**DO THIS**. Set out everything from the line containing "Practice step: identify the dark" down to the end of the material below as a Markdown table, skipping blank lines. Use the columns Row and Line, numbering each row.

**DATA SECTION**.
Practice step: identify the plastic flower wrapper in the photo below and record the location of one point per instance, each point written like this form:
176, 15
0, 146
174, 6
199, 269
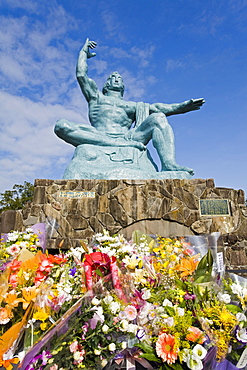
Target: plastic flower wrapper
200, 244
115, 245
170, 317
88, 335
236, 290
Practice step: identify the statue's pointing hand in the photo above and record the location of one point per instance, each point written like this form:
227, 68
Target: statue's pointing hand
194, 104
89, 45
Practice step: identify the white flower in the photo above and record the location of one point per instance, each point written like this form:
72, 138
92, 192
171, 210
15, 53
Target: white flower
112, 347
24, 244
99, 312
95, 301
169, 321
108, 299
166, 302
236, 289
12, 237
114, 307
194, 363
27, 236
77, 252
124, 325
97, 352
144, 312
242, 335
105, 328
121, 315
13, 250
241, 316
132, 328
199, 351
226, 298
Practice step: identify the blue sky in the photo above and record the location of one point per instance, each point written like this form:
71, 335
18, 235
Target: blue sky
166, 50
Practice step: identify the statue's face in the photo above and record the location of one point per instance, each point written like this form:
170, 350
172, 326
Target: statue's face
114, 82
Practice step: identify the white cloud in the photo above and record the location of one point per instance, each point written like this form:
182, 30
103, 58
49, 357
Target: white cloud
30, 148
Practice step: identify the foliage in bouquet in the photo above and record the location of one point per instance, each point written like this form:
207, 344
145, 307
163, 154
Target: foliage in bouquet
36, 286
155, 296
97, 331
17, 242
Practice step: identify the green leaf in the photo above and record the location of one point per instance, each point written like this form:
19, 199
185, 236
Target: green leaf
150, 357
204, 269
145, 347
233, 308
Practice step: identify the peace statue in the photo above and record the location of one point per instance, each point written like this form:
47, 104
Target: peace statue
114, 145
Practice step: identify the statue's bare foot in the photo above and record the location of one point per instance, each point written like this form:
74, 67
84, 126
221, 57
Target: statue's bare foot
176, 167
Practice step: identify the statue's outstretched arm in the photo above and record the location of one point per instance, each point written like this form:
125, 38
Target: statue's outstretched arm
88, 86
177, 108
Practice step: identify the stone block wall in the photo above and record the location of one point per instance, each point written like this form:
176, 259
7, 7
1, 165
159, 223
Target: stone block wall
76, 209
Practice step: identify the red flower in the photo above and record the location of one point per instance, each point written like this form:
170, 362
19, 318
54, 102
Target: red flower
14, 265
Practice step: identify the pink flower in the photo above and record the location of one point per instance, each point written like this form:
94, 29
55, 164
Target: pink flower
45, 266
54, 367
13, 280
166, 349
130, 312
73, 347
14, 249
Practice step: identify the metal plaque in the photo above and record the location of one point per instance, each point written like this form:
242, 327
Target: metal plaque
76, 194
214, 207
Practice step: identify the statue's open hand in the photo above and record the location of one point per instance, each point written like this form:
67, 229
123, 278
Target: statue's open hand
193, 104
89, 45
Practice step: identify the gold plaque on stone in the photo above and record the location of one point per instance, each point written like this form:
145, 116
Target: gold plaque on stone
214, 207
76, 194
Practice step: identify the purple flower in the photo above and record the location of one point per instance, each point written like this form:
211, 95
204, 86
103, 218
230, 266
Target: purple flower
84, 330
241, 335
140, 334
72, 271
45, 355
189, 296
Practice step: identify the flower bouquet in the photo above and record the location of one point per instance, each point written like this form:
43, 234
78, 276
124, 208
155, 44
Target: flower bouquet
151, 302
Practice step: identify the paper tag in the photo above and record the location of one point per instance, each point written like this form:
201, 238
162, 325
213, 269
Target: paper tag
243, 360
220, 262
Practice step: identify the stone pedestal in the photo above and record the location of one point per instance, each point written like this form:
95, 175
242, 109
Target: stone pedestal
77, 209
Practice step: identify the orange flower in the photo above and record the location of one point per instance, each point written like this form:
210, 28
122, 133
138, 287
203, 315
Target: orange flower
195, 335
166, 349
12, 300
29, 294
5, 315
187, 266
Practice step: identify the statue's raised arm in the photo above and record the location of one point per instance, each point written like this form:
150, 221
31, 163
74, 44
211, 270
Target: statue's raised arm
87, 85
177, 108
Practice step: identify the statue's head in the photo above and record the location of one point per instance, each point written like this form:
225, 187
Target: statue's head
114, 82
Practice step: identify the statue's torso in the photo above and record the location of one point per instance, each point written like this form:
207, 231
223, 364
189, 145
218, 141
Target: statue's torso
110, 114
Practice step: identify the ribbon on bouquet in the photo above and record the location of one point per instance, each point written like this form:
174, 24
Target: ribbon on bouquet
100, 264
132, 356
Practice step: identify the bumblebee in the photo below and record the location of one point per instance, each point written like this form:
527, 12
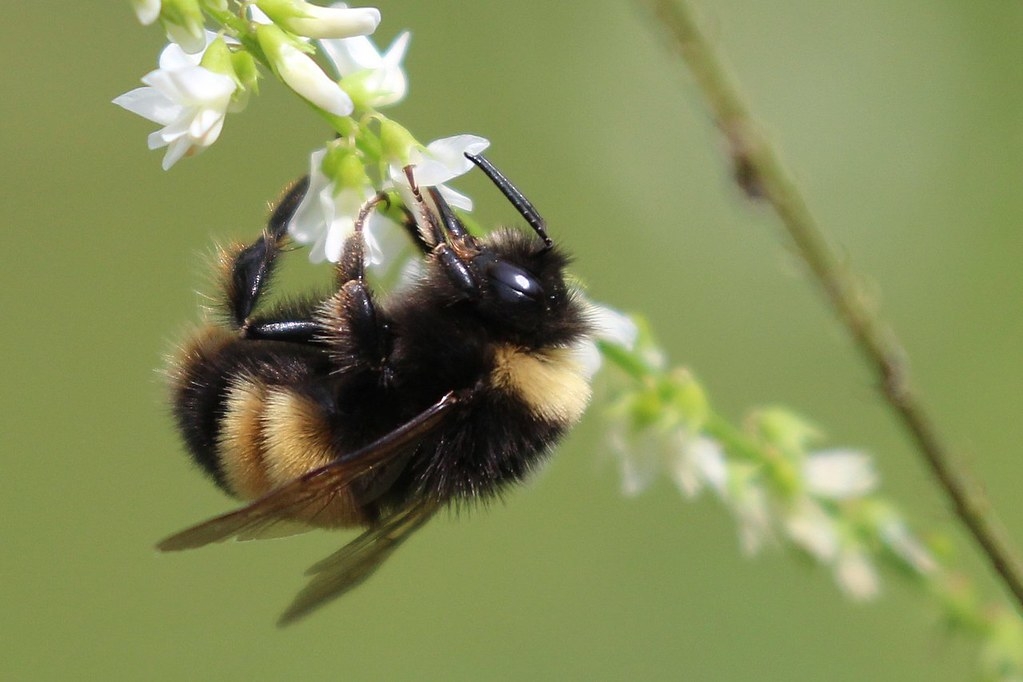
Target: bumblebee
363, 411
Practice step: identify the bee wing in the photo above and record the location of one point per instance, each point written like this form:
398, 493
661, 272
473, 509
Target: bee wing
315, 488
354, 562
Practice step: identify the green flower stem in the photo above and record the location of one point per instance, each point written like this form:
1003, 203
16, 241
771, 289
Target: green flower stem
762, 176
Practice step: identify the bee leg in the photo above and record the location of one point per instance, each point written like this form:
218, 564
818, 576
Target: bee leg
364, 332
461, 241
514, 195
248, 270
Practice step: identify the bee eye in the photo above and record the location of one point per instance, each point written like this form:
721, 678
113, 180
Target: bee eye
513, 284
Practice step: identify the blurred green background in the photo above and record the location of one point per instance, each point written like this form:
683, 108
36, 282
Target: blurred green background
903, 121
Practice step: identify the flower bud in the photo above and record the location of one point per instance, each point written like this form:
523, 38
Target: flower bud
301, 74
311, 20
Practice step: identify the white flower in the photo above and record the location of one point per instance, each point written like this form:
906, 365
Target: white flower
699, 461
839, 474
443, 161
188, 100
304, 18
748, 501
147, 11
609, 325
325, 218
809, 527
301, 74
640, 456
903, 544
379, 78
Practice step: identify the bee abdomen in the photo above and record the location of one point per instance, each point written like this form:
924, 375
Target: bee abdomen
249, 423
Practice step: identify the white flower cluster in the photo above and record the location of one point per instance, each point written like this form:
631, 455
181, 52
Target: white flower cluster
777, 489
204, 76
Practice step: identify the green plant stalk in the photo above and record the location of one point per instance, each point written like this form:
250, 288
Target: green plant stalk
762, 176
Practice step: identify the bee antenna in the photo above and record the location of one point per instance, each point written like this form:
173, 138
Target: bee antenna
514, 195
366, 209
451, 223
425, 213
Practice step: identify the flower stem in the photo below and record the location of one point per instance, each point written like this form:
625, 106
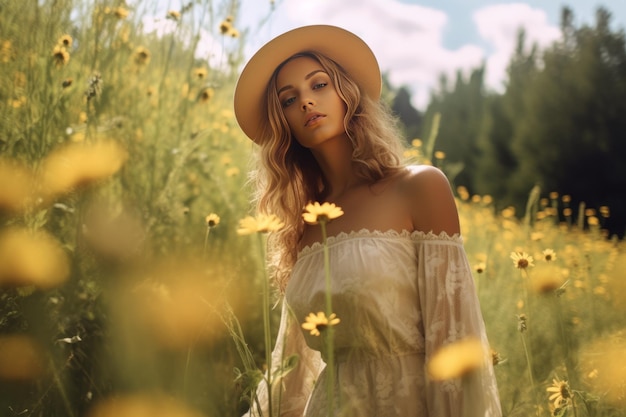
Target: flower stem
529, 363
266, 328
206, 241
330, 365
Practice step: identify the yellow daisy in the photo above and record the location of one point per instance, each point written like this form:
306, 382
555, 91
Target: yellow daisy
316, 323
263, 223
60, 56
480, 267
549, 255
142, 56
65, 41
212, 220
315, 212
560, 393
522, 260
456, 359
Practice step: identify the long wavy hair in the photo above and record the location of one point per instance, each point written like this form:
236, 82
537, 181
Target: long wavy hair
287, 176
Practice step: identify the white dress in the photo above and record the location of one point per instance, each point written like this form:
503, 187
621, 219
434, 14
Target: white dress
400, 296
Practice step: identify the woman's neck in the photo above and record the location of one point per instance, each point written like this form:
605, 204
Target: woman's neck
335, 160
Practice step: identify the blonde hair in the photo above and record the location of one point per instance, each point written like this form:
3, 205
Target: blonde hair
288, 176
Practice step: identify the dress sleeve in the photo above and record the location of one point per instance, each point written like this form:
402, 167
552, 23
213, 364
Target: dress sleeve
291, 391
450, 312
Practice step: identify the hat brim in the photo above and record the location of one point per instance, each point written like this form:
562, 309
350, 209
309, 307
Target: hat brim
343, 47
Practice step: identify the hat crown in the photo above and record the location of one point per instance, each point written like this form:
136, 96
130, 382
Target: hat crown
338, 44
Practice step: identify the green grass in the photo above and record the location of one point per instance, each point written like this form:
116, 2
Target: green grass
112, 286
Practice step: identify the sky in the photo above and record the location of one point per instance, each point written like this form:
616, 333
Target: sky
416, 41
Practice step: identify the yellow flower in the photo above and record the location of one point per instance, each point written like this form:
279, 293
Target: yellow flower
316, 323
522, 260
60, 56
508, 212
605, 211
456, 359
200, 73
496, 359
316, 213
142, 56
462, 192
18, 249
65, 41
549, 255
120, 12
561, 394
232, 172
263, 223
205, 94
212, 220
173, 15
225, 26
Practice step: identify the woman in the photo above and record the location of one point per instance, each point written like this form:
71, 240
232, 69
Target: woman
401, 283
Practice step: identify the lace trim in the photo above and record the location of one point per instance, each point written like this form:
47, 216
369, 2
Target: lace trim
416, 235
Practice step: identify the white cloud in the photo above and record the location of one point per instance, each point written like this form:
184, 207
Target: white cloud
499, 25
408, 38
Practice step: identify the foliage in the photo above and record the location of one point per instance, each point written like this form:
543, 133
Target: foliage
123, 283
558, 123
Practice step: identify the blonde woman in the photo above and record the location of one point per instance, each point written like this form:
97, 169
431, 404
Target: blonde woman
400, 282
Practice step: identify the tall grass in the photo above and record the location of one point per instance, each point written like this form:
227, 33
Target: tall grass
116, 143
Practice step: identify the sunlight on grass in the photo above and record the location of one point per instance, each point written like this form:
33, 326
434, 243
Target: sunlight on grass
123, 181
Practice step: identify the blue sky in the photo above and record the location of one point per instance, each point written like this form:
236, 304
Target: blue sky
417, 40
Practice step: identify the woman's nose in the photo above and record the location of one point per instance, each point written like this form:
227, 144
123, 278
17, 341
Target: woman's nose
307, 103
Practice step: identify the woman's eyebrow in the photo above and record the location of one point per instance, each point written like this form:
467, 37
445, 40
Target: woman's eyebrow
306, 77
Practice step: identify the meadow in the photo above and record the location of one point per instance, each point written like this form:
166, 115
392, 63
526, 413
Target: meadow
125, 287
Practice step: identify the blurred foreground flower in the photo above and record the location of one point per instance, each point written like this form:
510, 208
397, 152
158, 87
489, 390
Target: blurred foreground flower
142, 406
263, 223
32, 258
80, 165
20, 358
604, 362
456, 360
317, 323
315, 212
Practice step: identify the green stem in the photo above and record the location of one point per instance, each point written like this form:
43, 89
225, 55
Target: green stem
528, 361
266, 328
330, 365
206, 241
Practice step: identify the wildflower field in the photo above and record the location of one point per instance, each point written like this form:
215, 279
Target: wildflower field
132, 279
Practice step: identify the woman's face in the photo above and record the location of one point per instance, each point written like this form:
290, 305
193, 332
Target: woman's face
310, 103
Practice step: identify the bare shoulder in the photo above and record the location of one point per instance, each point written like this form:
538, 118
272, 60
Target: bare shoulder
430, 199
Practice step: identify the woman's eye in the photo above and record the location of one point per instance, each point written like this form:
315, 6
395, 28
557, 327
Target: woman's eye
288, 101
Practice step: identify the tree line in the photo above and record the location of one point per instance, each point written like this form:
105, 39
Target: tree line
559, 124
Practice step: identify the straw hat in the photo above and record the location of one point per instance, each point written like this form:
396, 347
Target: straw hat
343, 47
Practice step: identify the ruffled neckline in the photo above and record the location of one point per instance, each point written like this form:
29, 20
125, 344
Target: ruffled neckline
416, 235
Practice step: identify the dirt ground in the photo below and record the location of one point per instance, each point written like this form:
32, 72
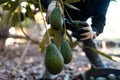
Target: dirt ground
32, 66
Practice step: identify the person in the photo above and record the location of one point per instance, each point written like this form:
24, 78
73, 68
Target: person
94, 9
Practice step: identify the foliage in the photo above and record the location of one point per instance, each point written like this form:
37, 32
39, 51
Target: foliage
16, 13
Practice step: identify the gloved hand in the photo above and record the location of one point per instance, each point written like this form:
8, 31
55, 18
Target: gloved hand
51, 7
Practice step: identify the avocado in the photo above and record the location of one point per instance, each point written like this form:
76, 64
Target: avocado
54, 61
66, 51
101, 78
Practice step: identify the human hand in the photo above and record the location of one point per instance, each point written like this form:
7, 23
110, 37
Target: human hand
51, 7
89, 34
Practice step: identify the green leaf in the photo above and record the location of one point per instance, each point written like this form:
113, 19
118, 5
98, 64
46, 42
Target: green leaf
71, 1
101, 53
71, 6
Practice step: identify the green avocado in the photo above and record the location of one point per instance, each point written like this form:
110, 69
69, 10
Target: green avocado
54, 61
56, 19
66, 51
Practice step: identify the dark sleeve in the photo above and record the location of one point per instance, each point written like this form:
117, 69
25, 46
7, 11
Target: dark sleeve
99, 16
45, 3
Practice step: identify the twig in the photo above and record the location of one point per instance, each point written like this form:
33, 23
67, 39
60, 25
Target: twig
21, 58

**TASK RESPONSE**.
| Row | Line |
|---|---|
| 1 | Practice step: identify the dark sleeve in the photo above and record the location of one point per instance, each point written like this form: |
| 2 | 117, 69 |
| 3 | 25, 46 |
| 4 | 7, 11 |
| 5 | Target: dark sleeve |
| 6 | 99, 16 |
| 7 | 45, 3 |
| 8 | Practice step: identify the twig in the photo above and record the location of one point per instance, each point written like this form: |
| 9 | 33, 23 |
| 10 | 67, 39 |
| 11 | 60, 25 |
| 12 | Target: twig |
| 13 | 21, 58 |